═══ Task input ═══
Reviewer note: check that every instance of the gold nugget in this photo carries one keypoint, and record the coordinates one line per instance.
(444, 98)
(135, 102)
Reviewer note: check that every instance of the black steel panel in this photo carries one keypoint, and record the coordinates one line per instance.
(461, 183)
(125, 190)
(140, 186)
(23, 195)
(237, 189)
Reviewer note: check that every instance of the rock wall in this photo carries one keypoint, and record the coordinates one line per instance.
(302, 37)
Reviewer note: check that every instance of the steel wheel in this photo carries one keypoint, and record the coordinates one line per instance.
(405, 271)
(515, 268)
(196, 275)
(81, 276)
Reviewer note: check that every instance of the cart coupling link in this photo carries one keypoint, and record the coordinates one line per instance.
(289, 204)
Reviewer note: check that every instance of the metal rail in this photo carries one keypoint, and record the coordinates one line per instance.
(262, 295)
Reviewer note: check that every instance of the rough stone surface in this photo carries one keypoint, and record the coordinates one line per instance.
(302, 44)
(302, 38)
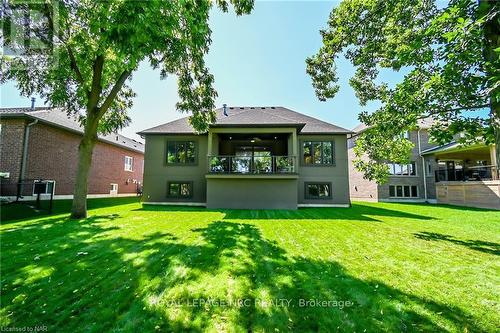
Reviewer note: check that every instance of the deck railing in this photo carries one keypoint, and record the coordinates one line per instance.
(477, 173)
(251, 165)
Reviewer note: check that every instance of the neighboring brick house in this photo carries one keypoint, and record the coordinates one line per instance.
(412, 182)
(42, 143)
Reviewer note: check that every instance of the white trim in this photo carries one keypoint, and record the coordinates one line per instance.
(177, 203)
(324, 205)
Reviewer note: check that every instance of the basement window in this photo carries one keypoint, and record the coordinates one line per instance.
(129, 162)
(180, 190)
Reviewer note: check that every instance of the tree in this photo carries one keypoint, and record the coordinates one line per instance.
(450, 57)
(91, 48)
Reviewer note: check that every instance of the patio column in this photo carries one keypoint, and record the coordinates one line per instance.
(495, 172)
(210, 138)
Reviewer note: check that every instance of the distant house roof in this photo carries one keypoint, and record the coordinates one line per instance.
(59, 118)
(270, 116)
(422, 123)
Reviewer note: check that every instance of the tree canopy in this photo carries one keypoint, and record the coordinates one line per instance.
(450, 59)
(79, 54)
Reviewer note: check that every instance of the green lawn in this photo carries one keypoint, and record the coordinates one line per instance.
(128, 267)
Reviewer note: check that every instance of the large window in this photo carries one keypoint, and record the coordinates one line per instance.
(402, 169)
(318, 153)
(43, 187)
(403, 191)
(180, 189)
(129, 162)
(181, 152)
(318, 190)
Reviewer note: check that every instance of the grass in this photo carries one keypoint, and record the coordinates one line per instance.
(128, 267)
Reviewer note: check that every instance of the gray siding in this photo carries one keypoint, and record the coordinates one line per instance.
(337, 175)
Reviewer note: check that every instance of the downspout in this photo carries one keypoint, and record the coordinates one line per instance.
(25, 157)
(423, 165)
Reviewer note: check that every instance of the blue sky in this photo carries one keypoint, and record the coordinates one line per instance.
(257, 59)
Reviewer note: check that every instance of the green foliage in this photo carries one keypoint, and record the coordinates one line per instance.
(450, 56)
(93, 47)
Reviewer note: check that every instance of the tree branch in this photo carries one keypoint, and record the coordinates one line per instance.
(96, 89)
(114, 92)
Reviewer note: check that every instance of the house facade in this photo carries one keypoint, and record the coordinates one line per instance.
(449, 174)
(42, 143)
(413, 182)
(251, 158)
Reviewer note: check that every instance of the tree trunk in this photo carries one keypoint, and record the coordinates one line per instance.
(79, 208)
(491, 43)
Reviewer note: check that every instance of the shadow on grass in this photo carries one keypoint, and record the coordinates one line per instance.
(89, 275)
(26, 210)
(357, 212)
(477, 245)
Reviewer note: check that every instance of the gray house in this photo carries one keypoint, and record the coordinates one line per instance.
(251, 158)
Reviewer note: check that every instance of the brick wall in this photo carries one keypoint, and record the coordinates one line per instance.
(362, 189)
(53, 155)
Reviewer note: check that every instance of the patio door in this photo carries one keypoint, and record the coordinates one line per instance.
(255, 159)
═══
═══ Task input ═══
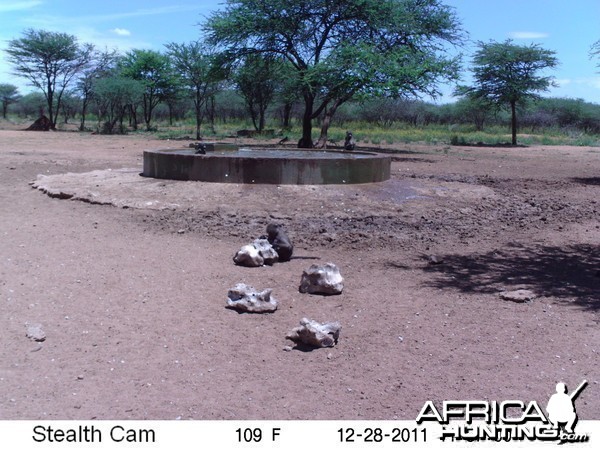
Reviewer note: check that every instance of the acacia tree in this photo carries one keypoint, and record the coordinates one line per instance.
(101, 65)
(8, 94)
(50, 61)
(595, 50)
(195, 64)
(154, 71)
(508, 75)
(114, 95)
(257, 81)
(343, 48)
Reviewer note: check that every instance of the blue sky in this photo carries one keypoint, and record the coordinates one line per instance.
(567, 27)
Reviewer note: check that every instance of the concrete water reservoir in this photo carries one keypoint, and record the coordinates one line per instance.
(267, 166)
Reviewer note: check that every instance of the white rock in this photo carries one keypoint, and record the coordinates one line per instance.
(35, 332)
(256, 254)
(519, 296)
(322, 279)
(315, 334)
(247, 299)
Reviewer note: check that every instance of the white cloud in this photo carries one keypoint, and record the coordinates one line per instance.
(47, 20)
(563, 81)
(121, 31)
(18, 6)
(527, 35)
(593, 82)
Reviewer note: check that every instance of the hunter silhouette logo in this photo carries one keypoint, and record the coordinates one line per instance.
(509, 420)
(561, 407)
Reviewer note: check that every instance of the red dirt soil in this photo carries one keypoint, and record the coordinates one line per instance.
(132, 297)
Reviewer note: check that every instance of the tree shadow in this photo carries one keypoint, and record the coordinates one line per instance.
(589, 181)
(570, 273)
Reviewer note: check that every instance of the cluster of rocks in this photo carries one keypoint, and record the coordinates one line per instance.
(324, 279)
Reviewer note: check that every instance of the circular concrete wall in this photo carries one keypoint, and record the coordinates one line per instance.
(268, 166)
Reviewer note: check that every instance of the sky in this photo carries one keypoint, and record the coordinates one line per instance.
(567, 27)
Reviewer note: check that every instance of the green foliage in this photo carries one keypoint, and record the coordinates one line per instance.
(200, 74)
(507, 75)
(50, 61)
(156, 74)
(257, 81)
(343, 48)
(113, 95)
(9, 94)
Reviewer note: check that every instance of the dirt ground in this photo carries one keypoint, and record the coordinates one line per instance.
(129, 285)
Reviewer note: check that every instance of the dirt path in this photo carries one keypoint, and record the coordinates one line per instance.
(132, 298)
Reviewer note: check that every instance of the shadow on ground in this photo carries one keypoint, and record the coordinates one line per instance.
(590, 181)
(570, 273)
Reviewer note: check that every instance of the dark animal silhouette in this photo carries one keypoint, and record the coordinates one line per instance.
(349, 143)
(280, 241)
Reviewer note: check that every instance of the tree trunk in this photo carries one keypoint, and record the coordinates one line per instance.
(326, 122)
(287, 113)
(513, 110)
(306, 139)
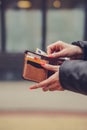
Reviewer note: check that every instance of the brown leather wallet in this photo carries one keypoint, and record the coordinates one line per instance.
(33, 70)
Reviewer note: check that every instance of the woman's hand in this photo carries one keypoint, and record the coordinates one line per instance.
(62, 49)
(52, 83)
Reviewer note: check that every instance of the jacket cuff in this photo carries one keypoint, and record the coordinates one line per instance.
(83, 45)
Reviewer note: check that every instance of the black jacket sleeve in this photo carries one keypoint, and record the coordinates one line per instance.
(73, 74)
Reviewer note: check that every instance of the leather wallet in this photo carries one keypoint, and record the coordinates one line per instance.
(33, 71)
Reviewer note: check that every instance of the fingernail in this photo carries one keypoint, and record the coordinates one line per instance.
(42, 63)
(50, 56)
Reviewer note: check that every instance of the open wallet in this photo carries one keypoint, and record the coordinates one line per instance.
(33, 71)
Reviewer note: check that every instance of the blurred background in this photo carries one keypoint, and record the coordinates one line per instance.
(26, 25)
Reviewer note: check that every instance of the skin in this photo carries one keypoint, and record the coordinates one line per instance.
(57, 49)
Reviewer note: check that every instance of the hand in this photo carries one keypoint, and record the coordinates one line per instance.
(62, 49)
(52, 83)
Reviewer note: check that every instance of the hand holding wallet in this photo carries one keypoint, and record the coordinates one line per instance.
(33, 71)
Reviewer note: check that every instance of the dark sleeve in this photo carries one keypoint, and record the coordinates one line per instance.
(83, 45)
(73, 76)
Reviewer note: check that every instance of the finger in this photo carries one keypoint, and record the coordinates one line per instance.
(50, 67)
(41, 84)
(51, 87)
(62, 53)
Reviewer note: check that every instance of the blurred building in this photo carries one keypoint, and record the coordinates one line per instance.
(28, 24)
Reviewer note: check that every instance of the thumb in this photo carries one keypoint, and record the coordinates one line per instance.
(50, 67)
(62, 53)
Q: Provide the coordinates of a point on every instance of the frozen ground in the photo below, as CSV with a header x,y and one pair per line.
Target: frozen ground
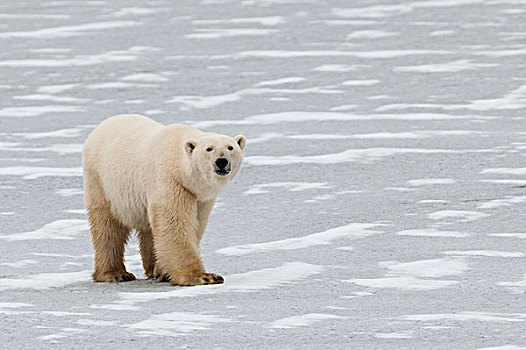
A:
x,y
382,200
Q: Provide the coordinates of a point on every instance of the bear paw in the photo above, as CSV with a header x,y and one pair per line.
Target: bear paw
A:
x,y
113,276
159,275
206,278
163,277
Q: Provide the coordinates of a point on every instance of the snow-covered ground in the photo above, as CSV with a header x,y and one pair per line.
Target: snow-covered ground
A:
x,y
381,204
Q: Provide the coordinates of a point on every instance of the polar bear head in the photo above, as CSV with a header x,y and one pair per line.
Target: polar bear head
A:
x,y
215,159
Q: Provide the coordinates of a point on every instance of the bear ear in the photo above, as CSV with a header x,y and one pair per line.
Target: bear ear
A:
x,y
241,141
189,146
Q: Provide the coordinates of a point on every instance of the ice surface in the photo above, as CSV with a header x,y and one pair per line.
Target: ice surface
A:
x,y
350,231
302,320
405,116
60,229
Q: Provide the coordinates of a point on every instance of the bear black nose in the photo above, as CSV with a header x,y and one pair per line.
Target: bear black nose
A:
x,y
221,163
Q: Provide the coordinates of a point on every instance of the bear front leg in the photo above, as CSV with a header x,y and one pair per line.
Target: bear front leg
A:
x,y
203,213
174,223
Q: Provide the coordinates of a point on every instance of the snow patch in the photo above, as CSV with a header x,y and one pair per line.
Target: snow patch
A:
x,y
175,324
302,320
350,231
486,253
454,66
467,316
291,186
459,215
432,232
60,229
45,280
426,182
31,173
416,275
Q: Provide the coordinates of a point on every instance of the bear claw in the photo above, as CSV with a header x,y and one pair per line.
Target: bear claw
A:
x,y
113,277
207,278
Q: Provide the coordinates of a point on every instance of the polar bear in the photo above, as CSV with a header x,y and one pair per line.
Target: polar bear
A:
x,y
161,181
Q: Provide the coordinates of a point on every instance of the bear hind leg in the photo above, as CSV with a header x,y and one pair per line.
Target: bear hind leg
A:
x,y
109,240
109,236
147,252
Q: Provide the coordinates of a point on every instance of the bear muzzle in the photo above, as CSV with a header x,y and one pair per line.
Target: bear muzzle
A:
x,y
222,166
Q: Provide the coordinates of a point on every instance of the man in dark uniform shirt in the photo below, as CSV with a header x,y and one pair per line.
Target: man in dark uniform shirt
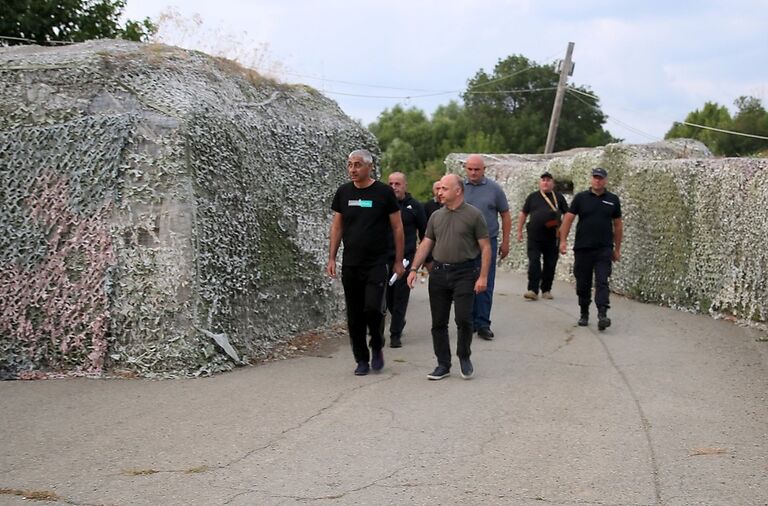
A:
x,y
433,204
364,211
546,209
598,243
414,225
═══
═══ Task input ═══
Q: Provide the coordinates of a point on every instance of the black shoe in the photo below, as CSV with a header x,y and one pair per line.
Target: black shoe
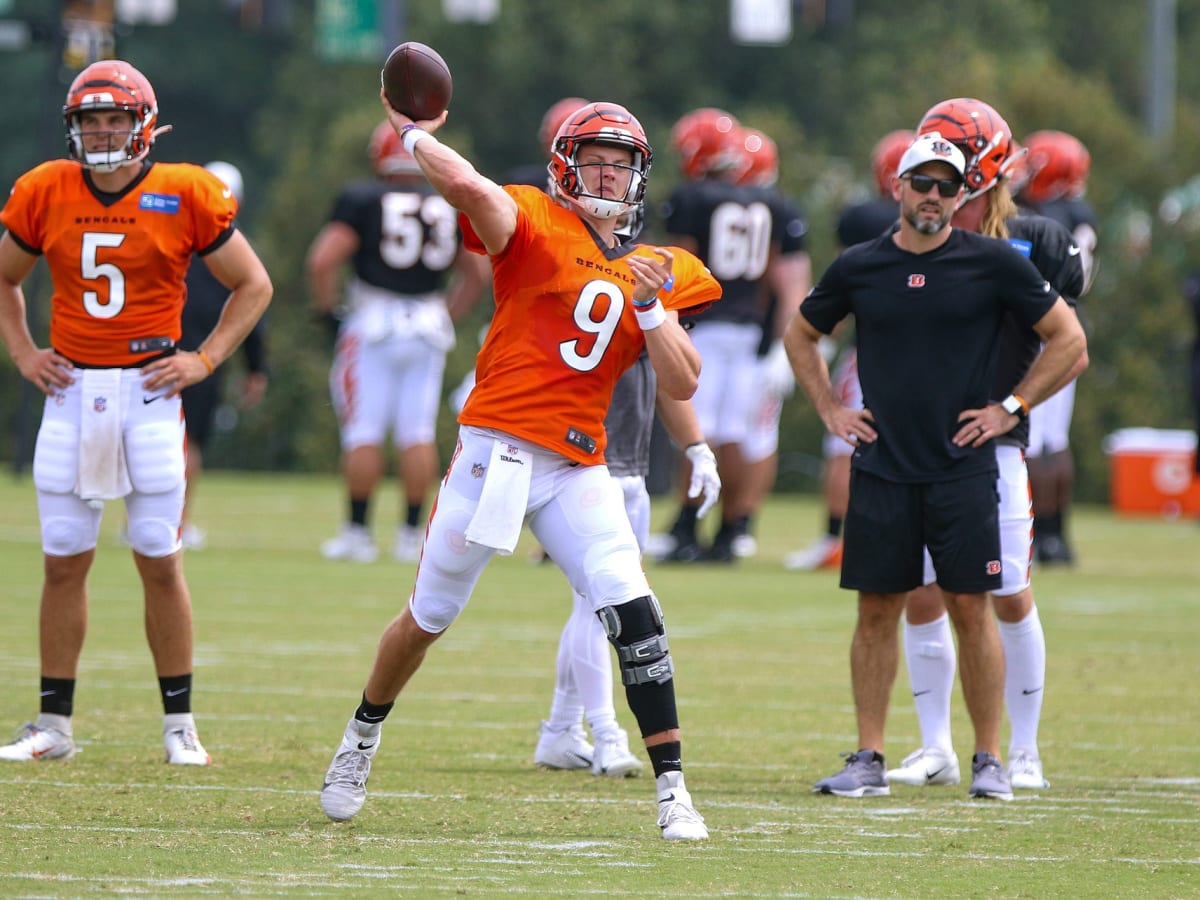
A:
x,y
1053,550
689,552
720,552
═══
• [Task to carry out]: Count the lines of the material that include the word "muzzle", then state only the total.

• [Exercise answer]: 2